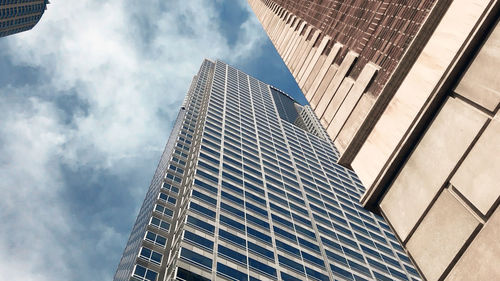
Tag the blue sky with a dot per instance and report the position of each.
(87, 100)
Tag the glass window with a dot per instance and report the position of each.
(316, 275)
(160, 223)
(232, 223)
(205, 186)
(256, 209)
(232, 255)
(196, 258)
(257, 221)
(198, 240)
(145, 273)
(260, 251)
(287, 277)
(286, 262)
(287, 247)
(310, 258)
(202, 210)
(200, 224)
(155, 238)
(342, 272)
(232, 210)
(284, 233)
(204, 197)
(310, 245)
(183, 274)
(150, 255)
(231, 273)
(262, 267)
(232, 238)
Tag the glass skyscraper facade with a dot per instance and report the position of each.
(248, 189)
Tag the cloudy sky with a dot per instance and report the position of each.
(87, 100)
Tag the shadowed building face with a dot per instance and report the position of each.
(409, 94)
(18, 15)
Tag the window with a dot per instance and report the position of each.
(160, 223)
(200, 224)
(286, 247)
(284, 233)
(290, 264)
(232, 238)
(232, 210)
(183, 274)
(196, 258)
(261, 251)
(202, 210)
(204, 197)
(231, 273)
(309, 245)
(155, 238)
(169, 199)
(257, 221)
(145, 273)
(342, 272)
(198, 240)
(257, 234)
(232, 223)
(316, 275)
(312, 259)
(232, 255)
(150, 255)
(262, 267)
(162, 210)
(287, 277)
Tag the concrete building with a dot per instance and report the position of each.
(242, 193)
(409, 93)
(20, 15)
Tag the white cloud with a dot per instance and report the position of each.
(131, 64)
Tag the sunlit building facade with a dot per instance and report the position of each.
(248, 188)
(20, 15)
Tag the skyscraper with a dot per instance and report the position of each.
(409, 93)
(18, 15)
(248, 189)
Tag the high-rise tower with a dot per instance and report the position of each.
(18, 15)
(248, 189)
(409, 93)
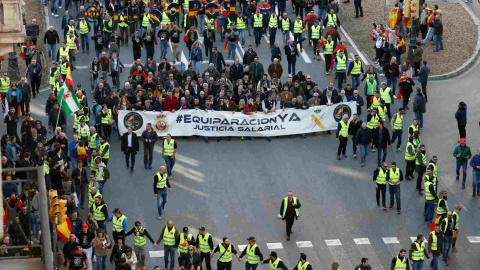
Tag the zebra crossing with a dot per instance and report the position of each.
(347, 252)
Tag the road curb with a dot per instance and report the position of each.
(459, 71)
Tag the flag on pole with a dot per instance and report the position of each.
(68, 100)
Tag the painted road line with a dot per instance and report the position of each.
(361, 241)
(307, 248)
(473, 239)
(338, 253)
(156, 254)
(367, 251)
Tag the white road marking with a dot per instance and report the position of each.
(156, 254)
(274, 245)
(304, 244)
(361, 241)
(473, 239)
(390, 240)
(333, 242)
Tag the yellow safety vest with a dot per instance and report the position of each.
(117, 223)
(401, 264)
(274, 265)
(162, 181)
(139, 238)
(71, 43)
(183, 240)
(357, 67)
(297, 27)
(257, 20)
(394, 177)
(329, 47)
(169, 236)
(273, 23)
(418, 255)
(251, 258)
(203, 245)
(285, 24)
(168, 148)
(83, 27)
(344, 130)
(315, 31)
(225, 253)
(381, 177)
(285, 203)
(4, 85)
(146, 21)
(107, 154)
(372, 124)
(341, 63)
(97, 212)
(332, 20)
(398, 123)
(385, 94)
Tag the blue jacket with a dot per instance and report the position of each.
(474, 162)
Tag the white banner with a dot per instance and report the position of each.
(222, 123)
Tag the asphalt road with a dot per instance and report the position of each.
(235, 188)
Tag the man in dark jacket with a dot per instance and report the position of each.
(130, 147)
(381, 140)
(149, 137)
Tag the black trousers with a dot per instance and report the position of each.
(148, 153)
(462, 130)
(207, 258)
(381, 189)
(342, 146)
(289, 219)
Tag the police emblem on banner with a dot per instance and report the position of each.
(134, 120)
(340, 110)
(161, 124)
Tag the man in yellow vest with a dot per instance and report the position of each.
(84, 29)
(169, 235)
(380, 181)
(225, 249)
(435, 240)
(397, 123)
(394, 178)
(342, 136)
(119, 225)
(274, 262)
(139, 241)
(418, 252)
(160, 184)
(252, 253)
(169, 151)
(289, 212)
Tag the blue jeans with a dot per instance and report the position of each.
(249, 266)
(419, 116)
(163, 48)
(52, 49)
(395, 191)
(101, 261)
(397, 133)
(163, 195)
(417, 265)
(169, 163)
(446, 244)
(438, 40)
(363, 152)
(428, 210)
(475, 180)
(85, 42)
(392, 81)
(169, 251)
(463, 163)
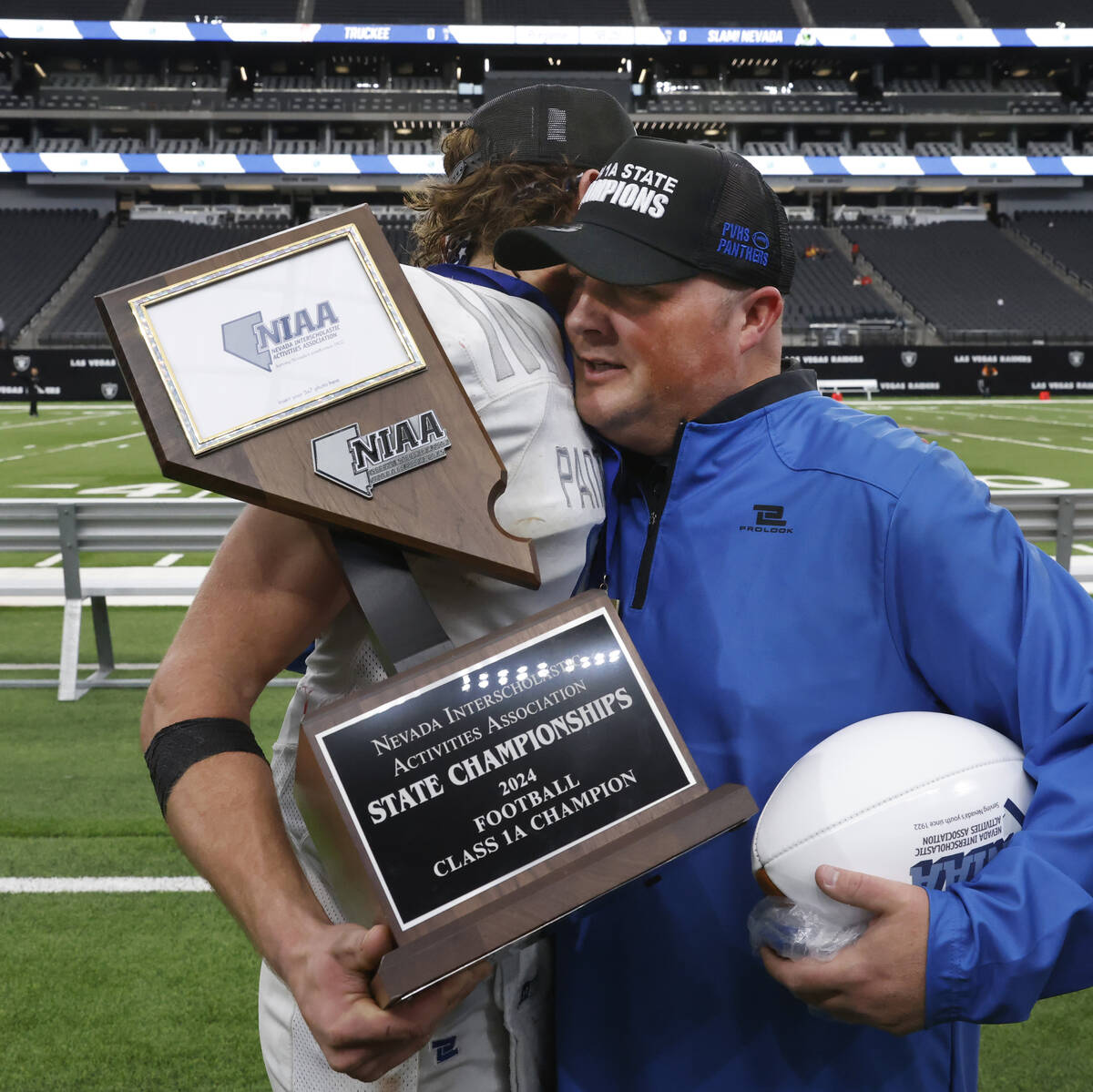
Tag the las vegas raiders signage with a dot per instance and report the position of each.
(471, 801)
(300, 373)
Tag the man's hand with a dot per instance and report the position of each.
(880, 979)
(332, 986)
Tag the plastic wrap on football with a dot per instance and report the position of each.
(922, 797)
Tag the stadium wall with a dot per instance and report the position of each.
(90, 375)
(955, 370)
(66, 375)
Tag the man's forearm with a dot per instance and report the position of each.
(224, 815)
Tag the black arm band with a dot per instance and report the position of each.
(179, 746)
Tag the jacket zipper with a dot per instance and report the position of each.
(656, 511)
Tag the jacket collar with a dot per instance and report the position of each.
(793, 381)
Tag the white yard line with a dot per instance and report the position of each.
(47, 421)
(70, 447)
(1023, 443)
(98, 884)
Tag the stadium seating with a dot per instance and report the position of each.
(396, 224)
(41, 250)
(143, 247)
(250, 11)
(64, 9)
(823, 287)
(719, 14)
(1065, 236)
(564, 12)
(973, 283)
(1020, 14)
(890, 14)
(388, 11)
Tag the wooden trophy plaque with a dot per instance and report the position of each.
(300, 373)
(471, 801)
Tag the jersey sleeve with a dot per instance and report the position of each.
(1005, 637)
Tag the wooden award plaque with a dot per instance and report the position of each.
(300, 373)
(471, 801)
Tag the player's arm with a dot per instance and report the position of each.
(274, 584)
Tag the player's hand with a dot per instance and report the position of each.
(880, 979)
(332, 983)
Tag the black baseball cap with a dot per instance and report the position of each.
(546, 124)
(665, 211)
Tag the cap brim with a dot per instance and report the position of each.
(597, 250)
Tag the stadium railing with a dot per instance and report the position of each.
(163, 526)
(1059, 516)
(98, 526)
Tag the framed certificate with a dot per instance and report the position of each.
(300, 373)
(260, 342)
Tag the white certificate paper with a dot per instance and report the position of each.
(256, 343)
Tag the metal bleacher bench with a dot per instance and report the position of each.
(867, 387)
(164, 526)
(75, 527)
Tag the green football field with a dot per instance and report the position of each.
(125, 990)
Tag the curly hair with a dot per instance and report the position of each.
(478, 208)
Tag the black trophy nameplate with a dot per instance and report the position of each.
(470, 801)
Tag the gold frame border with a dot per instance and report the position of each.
(199, 445)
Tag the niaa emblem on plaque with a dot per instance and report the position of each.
(361, 463)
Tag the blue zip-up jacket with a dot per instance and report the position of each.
(812, 566)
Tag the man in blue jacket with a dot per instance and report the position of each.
(891, 585)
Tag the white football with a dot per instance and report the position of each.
(922, 797)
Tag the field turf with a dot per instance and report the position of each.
(134, 992)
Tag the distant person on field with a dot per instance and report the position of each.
(34, 391)
(986, 374)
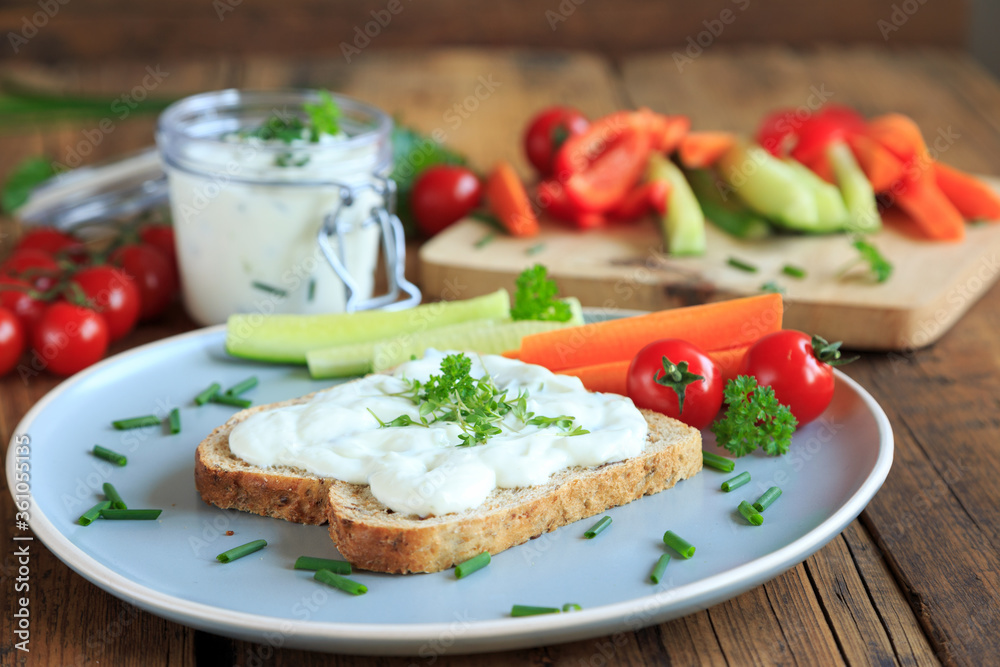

--------------------------------------------------

## GOAL OF THE EXERCISE
Locate every line in the records above that contains the word "field", and copy each one out in full. Treat uppercase and lowercase as different.

## RESULT
Tag the green football field with a dot per instance and report the position of each.
Tag the field turf with a dot per instance and report the position of each.
Tag the distant person on field with a dot per instance and report the position of each.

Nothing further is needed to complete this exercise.